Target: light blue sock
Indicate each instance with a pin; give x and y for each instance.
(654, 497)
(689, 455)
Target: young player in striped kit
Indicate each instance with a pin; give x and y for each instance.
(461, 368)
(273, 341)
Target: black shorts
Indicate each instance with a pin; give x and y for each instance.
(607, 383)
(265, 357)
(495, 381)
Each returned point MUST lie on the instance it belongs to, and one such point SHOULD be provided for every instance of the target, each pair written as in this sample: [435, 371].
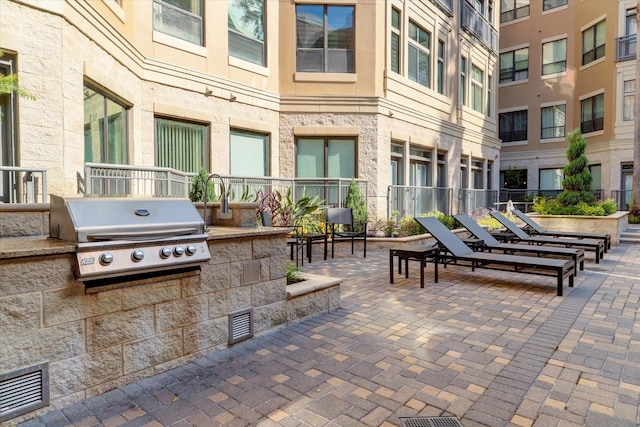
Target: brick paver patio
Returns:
[490, 348]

EXERCISE GOAL –
Reproduce all of the records above verbatim, omitting the picture.

ANSWER TO THIS PROBLEM –
Target: light blue sock
Indicate each instance with a pin; give x and y for each instance.
(654, 497)
(689, 455)
Target: young player in striped kit
Indicate each instance with a pin; give x and y for each instance.
(461, 368)
(273, 341)
Target: black shorts
Indicate each instance with a pin; give x and y for each instance.
(607, 383)
(265, 357)
(495, 381)
Each returned point MUST lie on the instance it belongs to, and one such point SHOULD be provided for every instance of the target, each pair written as in this sample: [435, 371].
Target: brick paver patio
Returns:
[490, 348]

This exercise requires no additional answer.